Find every line in the listing that contains the word "tulip" and copy each one. Matches must have the same case.

»»

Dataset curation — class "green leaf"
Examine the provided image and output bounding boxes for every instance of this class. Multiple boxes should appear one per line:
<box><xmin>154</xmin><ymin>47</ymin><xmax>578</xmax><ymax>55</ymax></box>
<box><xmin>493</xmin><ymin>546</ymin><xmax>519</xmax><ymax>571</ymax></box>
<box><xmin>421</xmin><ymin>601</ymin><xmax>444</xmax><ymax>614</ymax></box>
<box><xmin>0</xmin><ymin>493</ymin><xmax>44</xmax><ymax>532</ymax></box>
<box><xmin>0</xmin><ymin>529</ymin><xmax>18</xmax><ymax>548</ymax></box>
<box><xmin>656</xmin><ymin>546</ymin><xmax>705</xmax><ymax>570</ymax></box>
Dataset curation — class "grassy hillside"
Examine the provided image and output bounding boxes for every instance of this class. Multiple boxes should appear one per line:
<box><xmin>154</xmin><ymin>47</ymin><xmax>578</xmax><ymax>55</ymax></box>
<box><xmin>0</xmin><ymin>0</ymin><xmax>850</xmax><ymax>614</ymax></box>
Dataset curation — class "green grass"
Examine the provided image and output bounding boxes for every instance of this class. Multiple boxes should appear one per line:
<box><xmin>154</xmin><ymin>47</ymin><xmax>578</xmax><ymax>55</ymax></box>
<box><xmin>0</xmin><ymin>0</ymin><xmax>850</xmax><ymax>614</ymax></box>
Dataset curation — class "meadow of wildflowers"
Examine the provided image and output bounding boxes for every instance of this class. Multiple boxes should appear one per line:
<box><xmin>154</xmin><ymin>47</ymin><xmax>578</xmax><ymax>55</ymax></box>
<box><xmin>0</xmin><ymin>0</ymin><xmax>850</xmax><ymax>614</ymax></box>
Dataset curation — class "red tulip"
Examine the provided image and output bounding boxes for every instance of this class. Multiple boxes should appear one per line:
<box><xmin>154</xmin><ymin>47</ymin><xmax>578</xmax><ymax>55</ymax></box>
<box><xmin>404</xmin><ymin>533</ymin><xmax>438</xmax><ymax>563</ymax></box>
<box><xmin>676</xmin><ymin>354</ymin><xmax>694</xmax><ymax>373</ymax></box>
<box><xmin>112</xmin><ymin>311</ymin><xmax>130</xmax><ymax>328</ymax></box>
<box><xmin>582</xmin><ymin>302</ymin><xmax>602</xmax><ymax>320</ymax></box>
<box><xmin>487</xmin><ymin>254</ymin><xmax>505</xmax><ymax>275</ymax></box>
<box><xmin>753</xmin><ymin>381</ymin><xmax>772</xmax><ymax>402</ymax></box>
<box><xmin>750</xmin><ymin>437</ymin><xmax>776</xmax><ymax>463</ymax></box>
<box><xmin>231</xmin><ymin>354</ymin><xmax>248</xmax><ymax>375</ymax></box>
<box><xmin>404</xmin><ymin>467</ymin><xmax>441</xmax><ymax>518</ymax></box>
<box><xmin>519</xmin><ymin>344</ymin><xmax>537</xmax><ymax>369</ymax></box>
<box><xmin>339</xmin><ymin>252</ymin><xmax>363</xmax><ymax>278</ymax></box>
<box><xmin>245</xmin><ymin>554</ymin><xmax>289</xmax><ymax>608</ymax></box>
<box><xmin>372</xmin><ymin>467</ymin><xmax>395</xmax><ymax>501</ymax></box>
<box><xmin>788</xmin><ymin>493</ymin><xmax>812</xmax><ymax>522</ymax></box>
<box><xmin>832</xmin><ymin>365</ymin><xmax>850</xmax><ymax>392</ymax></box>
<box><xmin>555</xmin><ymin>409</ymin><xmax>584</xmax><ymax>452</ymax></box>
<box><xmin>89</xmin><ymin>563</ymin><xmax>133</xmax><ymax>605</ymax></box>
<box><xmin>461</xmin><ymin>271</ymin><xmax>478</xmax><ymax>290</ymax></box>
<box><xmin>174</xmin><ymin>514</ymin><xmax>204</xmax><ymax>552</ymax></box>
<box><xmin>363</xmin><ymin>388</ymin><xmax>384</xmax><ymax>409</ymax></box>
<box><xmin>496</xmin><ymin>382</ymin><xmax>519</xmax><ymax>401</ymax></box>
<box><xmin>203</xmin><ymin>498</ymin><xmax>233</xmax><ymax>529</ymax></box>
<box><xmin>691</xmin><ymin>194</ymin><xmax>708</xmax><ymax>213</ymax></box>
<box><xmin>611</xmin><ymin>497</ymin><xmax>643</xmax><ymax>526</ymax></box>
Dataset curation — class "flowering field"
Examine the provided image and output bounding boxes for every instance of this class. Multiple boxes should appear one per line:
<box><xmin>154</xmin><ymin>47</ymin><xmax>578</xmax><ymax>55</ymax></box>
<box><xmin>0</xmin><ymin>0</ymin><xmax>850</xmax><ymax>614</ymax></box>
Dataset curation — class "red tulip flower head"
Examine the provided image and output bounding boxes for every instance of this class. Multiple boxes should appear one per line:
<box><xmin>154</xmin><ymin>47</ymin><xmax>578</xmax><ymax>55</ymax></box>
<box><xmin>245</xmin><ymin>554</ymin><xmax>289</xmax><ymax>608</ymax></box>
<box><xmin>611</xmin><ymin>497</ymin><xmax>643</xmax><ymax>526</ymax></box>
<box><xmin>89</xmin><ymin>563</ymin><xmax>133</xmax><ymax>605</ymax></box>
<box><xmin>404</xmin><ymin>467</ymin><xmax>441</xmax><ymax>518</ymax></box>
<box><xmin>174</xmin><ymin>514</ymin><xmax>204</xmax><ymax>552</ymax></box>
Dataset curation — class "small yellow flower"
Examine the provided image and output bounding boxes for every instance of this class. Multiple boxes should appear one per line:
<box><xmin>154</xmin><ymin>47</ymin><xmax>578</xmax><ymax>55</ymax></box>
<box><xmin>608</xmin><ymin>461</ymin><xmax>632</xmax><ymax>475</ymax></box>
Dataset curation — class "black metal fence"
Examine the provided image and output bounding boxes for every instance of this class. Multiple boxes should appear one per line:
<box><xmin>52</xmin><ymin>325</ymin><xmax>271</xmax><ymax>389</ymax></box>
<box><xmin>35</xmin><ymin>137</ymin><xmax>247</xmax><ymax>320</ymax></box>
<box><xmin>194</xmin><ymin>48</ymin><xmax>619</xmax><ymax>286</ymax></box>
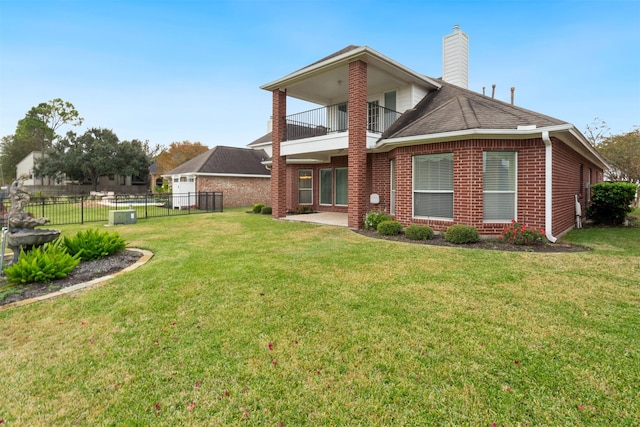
<box><xmin>3</xmin><ymin>192</ymin><xmax>223</xmax><ymax>225</ymax></box>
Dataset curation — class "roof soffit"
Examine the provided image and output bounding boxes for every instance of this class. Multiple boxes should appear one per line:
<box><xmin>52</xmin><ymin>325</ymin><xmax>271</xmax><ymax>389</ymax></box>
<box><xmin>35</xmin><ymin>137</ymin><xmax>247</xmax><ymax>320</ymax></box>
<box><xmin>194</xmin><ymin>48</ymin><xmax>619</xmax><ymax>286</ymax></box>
<box><xmin>261</xmin><ymin>46</ymin><xmax>440</xmax><ymax>105</ymax></box>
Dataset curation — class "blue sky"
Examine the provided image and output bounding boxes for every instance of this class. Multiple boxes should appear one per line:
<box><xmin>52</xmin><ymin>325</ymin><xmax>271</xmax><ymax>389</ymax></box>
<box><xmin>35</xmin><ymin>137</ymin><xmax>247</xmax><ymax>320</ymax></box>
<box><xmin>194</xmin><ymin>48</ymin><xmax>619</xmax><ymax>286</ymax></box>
<box><xmin>0</xmin><ymin>0</ymin><xmax>640</xmax><ymax>147</ymax></box>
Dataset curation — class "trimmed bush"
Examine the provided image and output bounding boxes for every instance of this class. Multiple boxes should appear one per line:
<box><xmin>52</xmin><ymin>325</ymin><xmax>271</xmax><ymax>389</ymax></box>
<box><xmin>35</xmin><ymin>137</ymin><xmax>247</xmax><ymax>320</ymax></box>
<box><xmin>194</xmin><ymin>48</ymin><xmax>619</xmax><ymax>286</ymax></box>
<box><xmin>364</xmin><ymin>211</ymin><xmax>391</xmax><ymax>230</ymax></box>
<box><xmin>294</xmin><ymin>205</ymin><xmax>313</xmax><ymax>214</ymax></box>
<box><xmin>260</xmin><ymin>206</ymin><xmax>272</xmax><ymax>215</ymax></box>
<box><xmin>444</xmin><ymin>224</ymin><xmax>480</xmax><ymax>245</ymax></box>
<box><xmin>404</xmin><ymin>224</ymin><xmax>434</xmax><ymax>240</ymax></box>
<box><xmin>63</xmin><ymin>229</ymin><xmax>127</xmax><ymax>261</ymax></box>
<box><xmin>587</xmin><ymin>182</ymin><xmax>638</xmax><ymax>225</ymax></box>
<box><xmin>4</xmin><ymin>238</ymin><xmax>80</xmax><ymax>283</ymax></box>
<box><xmin>378</xmin><ymin>221</ymin><xmax>402</xmax><ymax>236</ymax></box>
<box><xmin>499</xmin><ymin>220</ymin><xmax>546</xmax><ymax>245</ymax></box>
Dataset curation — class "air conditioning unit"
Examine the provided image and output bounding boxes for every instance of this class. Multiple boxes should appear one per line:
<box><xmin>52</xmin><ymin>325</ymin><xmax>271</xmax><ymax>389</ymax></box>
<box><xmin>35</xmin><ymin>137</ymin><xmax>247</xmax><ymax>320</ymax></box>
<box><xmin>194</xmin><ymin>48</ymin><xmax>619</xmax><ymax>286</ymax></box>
<box><xmin>109</xmin><ymin>209</ymin><xmax>138</xmax><ymax>225</ymax></box>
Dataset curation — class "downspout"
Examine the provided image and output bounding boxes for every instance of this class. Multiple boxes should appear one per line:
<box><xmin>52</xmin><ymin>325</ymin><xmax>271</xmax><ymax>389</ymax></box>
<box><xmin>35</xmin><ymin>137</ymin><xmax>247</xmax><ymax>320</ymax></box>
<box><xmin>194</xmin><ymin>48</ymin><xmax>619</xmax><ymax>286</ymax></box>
<box><xmin>542</xmin><ymin>130</ymin><xmax>558</xmax><ymax>243</ymax></box>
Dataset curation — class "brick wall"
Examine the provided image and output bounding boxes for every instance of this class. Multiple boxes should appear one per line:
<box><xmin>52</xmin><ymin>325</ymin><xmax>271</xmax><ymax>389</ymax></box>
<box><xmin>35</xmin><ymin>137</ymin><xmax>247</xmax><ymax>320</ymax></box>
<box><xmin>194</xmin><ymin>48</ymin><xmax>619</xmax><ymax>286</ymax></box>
<box><xmin>551</xmin><ymin>138</ymin><xmax>603</xmax><ymax>236</ymax></box>
<box><xmin>372</xmin><ymin>139</ymin><xmax>544</xmax><ymax>234</ymax></box>
<box><xmin>271</xmin><ymin>89</ymin><xmax>287</xmax><ymax>218</ymax></box>
<box><xmin>348</xmin><ymin>61</ymin><xmax>369</xmax><ymax>228</ymax></box>
<box><xmin>196</xmin><ymin>176</ymin><xmax>271</xmax><ymax>208</ymax></box>
<box><xmin>278</xmin><ymin>138</ymin><xmax>603</xmax><ymax>236</ymax></box>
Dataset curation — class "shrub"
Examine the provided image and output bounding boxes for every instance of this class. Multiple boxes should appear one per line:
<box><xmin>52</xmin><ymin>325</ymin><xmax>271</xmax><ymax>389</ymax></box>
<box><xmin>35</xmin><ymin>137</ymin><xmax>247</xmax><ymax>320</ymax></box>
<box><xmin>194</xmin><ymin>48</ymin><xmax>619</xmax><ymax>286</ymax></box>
<box><xmin>4</xmin><ymin>238</ymin><xmax>80</xmax><ymax>283</ymax></box>
<box><xmin>63</xmin><ymin>229</ymin><xmax>127</xmax><ymax>261</ymax></box>
<box><xmin>587</xmin><ymin>182</ymin><xmax>638</xmax><ymax>225</ymax></box>
<box><xmin>500</xmin><ymin>220</ymin><xmax>545</xmax><ymax>245</ymax></box>
<box><xmin>364</xmin><ymin>211</ymin><xmax>391</xmax><ymax>230</ymax></box>
<box><xmin>294</xmin><ymin>205</ymin><xmax>313</xmax><ymax>214</ymax></box>
<box><xmin>444</xmin><ymin>224</ymin><xmax>480</xmax><ymax>244</ymax></box>
<box><xmin>404</xmin><ymin>224</ymin><xmax>434</xmax><ymax>240</ymax></box>
<box><xmin>378</xmin><ymin>221</ymin><xmax>402</xmax><ymax>236</ymax></box>
<box><xmin>260</xmin><ymin>206</ymin><xmax>272</xmax><ymax>215</ymax></box>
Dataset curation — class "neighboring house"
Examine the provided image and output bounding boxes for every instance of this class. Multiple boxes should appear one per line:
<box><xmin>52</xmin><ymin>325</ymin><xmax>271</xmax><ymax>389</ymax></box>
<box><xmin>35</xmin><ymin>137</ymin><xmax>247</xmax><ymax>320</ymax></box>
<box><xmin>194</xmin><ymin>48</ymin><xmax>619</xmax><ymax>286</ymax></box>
<box><xmin>250</xmin><ymin>26</ymin><xmax>606</xmax><ymax>241</ymax></box>
<box><xmin>14</xmin><ymin>151</ymin><xmax>46</xmax><ymax>185</ymax></box>
<box><xmin>162</xmin><ymin>146</ymin><xmax>271</xmax><ymax>207</ymax></box>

««

### In response
Dataset curation — class "red tulip"
Dataset curation — class "red tulip flower head"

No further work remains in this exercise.